» EXCERPT TO READ:
══════════════════════════════

# How do you track Fleet Maintenance? Software?



## merrimacmill (Apr 18, 2007)

As I have started to acquire more and more pieces of equipment, and now have a full time mechanic, I am having a very hard time knowing what has been done to what, when maintenance is coming up, what inspection stickers are due to renewal, etc. 

Its hard for me to believe, but between trucks, spreaders, plows, tractors, pushers, trailers, skid steers, mowers, plate compactors, handheld power equipment, etc I have 43 pieces of equipment that we have to maintain regularly now.

I tried coming up with a form for each piece of equipment and we fill in what we did and when. This doesn't help the preventative maintenance at all. To be honest with you, we kind of just drive a truck till we remember it needs an oil change and then look in the book and find out we're over due. Same goes with the hourly equipment. The smaller equipment is more of a problem because there is no hour meter. I would say we could take a day or two and go through all of it and know when 90 days has gone by and its ready for another inspection and maintenance period, but there is so much of it now that it takes a long time for one guy to go through it all when we have other stuff for him to do as well. 

So I'm wondering for all those guys on here with quite a bit of stuff to maintain, what do you do? Do you use software? If so, what brand is it? One advantage to the softwares I've seen is that I would be able to track maintenance costs. I have no idea, without pulling out folders of receipts and adding them up, how much I've spent on maintenance for a truck in the last year.


----------



## Triple L (Nov 1, 2005)

I think your overthinking it a little... Im still a small company but when i look at your sig, I see your not all that big either...

IMO, Just get little stickers for the truck like the dealership puts on, and every 5000 bring them in, but I see you got all chevys, from 2000 and up they all have oil life sensors do they not? when that light comes on, bring them in and give them a full service, do all the trannys in the fall, do all the blades in the fall, grease the mowers weekly and change the oil say 3 times a year depending on how many hours you average on them...

There's no maintenance on line trimmers, plate compactors, hedge trimmers, leaf blowers, ect.... Change the oil and air filters in the spring and dont worry about it... In all honesty the crew should take care of that... We carry a tube of grease in the truck and grease the hedge trimmer on just about every property, and grease the heads on the line trimmers once a month... 

Do the tractors in the fall just before they go to use, or do them in the spring before they go to bed...

Funny thing is, I know companies much larger then you very well and even they dont have a full time mechanic... It seems like your looking for work for this guy....

══════════════════════════════

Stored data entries
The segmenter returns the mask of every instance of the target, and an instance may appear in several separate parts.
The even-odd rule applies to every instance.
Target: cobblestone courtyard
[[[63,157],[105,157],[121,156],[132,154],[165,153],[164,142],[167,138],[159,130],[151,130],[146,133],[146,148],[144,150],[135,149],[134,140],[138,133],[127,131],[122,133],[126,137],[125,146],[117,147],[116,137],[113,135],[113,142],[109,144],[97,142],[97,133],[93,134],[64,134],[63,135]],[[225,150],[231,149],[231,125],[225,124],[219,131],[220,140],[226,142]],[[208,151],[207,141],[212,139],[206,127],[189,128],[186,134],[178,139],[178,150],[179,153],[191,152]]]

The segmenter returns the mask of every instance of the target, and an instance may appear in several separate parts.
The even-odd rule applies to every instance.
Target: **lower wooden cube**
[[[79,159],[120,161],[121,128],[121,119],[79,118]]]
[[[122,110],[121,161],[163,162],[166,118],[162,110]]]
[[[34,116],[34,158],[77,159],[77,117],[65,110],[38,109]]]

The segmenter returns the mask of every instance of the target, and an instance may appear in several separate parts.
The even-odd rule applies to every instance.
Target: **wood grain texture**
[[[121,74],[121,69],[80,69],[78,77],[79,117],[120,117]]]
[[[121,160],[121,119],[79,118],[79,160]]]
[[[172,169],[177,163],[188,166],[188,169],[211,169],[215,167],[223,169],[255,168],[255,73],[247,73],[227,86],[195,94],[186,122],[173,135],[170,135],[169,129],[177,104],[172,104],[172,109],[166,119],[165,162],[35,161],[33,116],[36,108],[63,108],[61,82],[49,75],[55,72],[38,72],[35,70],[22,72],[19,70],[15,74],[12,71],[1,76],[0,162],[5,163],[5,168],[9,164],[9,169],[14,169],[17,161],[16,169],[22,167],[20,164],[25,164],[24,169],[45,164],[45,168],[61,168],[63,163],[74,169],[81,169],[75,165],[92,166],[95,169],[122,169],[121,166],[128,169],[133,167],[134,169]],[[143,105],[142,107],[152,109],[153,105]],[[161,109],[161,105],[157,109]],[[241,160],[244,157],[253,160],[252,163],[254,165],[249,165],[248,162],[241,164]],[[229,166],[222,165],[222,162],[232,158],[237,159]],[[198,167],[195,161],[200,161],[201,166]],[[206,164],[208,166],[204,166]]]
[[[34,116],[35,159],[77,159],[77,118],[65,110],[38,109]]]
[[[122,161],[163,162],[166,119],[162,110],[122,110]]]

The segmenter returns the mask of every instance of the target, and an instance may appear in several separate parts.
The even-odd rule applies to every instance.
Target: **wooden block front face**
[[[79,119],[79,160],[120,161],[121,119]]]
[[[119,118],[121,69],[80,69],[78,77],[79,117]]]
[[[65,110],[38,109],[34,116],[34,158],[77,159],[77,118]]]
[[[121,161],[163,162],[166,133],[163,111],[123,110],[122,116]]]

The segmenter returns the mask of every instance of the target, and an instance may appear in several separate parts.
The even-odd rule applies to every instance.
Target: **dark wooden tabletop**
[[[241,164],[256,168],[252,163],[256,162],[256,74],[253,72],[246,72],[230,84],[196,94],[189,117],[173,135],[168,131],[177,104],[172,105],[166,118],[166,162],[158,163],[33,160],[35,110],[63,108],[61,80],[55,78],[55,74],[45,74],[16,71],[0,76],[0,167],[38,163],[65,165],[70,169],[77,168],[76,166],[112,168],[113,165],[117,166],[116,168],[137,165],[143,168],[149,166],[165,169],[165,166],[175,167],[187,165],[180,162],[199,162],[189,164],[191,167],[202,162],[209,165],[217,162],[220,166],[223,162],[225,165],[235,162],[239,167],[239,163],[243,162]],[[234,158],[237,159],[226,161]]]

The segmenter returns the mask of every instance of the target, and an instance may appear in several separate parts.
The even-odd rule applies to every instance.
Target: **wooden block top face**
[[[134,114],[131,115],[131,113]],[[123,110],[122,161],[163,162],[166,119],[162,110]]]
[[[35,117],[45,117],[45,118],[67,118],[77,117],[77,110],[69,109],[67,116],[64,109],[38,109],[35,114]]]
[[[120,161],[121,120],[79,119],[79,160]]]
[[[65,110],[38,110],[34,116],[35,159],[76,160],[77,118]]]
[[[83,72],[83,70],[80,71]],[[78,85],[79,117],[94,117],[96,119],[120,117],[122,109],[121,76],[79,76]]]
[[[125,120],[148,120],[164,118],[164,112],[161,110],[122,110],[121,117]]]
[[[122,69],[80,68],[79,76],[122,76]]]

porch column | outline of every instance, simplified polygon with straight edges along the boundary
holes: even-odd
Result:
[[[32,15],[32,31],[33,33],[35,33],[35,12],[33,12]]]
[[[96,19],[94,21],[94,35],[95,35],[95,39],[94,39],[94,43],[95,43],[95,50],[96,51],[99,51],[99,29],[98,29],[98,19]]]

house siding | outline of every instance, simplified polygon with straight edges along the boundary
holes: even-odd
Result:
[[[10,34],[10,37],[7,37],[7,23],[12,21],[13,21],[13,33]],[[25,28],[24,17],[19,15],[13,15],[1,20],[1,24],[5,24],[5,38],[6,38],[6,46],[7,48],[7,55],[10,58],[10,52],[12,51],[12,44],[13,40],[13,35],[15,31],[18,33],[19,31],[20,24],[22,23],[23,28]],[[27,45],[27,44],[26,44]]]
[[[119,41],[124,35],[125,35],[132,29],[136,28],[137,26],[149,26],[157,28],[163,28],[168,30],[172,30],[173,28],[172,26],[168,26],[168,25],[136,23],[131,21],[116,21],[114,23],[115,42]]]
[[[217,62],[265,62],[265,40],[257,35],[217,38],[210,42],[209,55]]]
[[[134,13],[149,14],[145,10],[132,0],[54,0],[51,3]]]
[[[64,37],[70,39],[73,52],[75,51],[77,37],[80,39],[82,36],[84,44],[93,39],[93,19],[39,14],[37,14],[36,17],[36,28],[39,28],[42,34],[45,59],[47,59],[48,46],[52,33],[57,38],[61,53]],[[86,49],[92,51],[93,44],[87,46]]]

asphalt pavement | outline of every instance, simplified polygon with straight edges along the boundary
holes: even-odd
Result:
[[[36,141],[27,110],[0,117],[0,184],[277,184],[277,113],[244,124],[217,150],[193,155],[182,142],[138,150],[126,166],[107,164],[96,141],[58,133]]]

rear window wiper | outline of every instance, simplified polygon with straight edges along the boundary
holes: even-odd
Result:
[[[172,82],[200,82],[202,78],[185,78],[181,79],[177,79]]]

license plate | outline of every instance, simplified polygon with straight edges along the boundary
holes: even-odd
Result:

══════════════════════════════

» GIVEN REQUEST 1: In the fleet maintenance thread, recast the paragraph that begins "I tried coming up with a form" as a short bulleted list that keeps its main facts.
» GIVEN REQUEST 2: Pick up the fleet maintenance thread after its last line and carry it forward.

» EXERCISE RESULT 1:
- A form for each piece of equipment records what was done and when, but it does nothing for preventative maintenance.
- Trucks are driven until someone remembers an oil change, and the book then shows it is overdue; hourly equipment goes the same way.
- Smaller equipment is a bigger problem because it has no hour meter.
- A day or two spent going through everything would show when 90 days have passed and the next inspection and maintenance period is due.
- With so much equipment, one person needs a long time to check it all, and he has other work to do as well.

» EXERCISE RESULT 2:
How many trucks do you use in the summer? 3 or 4 of your 6?


----------



## merrimacmill (Apr 18, 2007)

Triple L;1063331 said:


> I think your overthinking it a little... Im still a small company but when i look at your sig, I see your not all that big either...
> 
> IMO, Just get little stickers for the truck like the dealership puts on, and every 5000 bring them in, but I see you got all chevys, from 2000 and up they all have oil life sensors do they not? when that light comes on, bring them in and give them a full service, do all the trannys in the fall, do all the blades in the fall, grease the mowers weekly and change the oil say 3 times a year depending on how many hours you average on them...
> 
> ...


Well, keep in mind the mechanic isn't just in the shop. I have a large commercial office building he will spend a lot of time at as well doing maintenance related tasks..I have no shortage of work for the guy. I know lots of companies bigger than me as well that don't have a mechanic. I see the owner out in the shop on a saturday wrenching on equipment. Or I see all the crews of mexicans sharpening the mower blades at the end of the week. But thats just not how I do things.

Its just really organizing it from the get go for me, as well as expense tracking. I don't want to wake up one day and have to go through a whole big process to really track down what maintenance is costing me. For instance, when its time to buy a new mower, if I had proper records I would be able to compare the maintenance costs for a wright mower vs. a exmark mower over lets say a 1000 hour period. Then I would be able to make a more educated purchasing decision based on past history, not just what I thought was right.


----------



## deere615 (Jun 1, 2007)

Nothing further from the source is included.